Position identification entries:
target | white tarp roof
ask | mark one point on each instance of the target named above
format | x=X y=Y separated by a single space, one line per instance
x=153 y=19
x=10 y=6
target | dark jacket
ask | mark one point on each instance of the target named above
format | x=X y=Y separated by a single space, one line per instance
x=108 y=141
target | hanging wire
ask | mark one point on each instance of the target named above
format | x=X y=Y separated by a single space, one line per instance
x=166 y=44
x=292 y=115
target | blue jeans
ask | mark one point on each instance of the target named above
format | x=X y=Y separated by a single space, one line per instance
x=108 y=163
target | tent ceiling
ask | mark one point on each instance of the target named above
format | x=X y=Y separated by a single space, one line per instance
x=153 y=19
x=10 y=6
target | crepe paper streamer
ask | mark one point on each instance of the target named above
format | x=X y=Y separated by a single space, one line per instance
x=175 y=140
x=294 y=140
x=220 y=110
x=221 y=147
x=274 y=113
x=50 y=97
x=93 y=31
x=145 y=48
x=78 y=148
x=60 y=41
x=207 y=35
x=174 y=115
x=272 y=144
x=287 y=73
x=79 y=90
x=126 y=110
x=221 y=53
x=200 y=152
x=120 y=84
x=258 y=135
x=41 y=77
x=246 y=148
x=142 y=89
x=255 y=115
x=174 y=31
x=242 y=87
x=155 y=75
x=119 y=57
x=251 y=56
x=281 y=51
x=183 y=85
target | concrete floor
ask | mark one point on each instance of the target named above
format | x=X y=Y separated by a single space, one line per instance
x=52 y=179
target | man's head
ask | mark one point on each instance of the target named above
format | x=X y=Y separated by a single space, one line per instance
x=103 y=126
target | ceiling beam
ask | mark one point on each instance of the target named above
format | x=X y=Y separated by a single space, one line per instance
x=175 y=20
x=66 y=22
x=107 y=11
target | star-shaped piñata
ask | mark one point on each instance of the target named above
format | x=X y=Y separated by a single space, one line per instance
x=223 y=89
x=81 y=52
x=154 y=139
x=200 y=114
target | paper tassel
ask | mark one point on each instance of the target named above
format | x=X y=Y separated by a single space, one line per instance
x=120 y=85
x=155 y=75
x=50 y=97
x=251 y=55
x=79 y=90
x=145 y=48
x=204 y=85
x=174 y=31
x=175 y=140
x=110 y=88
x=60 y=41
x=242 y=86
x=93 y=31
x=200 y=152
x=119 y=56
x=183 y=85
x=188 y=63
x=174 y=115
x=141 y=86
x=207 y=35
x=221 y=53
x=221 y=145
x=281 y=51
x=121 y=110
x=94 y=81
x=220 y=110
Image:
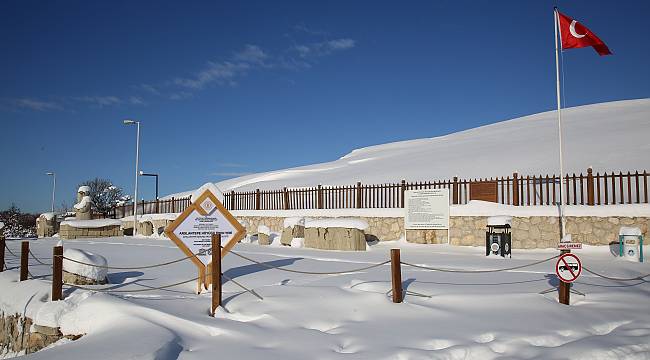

### Written problem
Rewrite all the entries above so that each "instance" becomes "occurrence" and nothing else changes. Leave the image out of your version.

### Completed task
target | white tarp roof
ask | mark one point on each occurrence of the target named above
format | x=X y=Y separated by a single space, one line per occurrence
x=153 y=19
x=10 y=6
target | dark jacket
ask | mark one point on each occurrence of the target named above
format | x=X y=Y separated by a single space, one line per occurrence
x=108 y=141
target | hanging wire
ask | mark one point on each occurrence of the target named above
format | x=X y=Y separated by a single space, one line per occurrence
x=166 y=44
x=292 y=115
target | blue jeans
ask | mark one point on each occurrence of the target named above
format | x=X y=Y separated by a single space, one line per occurrence
x=108 y=163
target | tent ceiling
ask | mark one point on each occurrence of the target named above
format | x=X y=Y separated by a single space, one line per occurrence
x=153 y=19
x=10 y=6
target | crepe paper streamer
ask | mark one point on each occurrence of the target named above
format | x=X y=Y separated by a single space, one line per occurrence
x=175 y=140
x=294 y=140
x=220 y=110
x=221 y=147
x=274 y=113
x=50 y=97
x=93 y=31
x=145 y=48
x=78 y=148
x=60 y=41
x=207 y=35
x=174 y=115
x=272 y=144
x=287 y=73
x=79 y=90
x=126 y=110
x=221 y=53
x=200 y=152
x=120 y=84
x=258 y=135
x=41 y=77
x=246 y=148
x=142 y=89
x=255 y=115
x=174 y=31
x=242 y=87
x=155 y=75
x=119 y=57
x=251 y=56
x=281 y=51
x=183 y=85
target | concrete floor
ask | mark one point on each occurrence of the target named above
format | x=X y=Y separated by a single space, one line per occurrence
x=52 y=179
target | man's head
ask | mark one point on each occurrence of the target named above
format | x=X y=Y separated by a single space, one line per occurrence
x=103 y=126
target | ceiling beam
ask | mark one point on each occurrence of the target named above
format | x=X y=Y separated by a single space, one line per occurrence
x=175 y=20
x=66 y=22
x=107 y=11
target | star-shaped piñata
ask | mark one point on each occurrence of the target named above
format | x=X y=Y separated by a single space, one line per occurrence
x=223 y=89
x=81 y=52
x=154 y=139
x=200 y=114
target | paper tassel
ask | mark one point on each occurrence of the target named above
format | x=X y=Y separated by a single space, one line per occurrence
x=120 y=85
x=155 y=75
x=50 y=97
x=251 y=55
x=79 y=90
x=145 y=48
x=204 y=85
x=174 y=31
x=175 y=140
x=110 y=88
x=60 y=41
x=242 y=86
x=93 y=31
x=200 y=152
x=119 y=56
x=183 y=85
x=188 y=63
x=174 y=115
x=141 y=86
x=207 y=35
x=221 y=53
x=221 y=145
x=281 y=51
x=121 y=110
x=94 y=81
x=220 y=110
Image:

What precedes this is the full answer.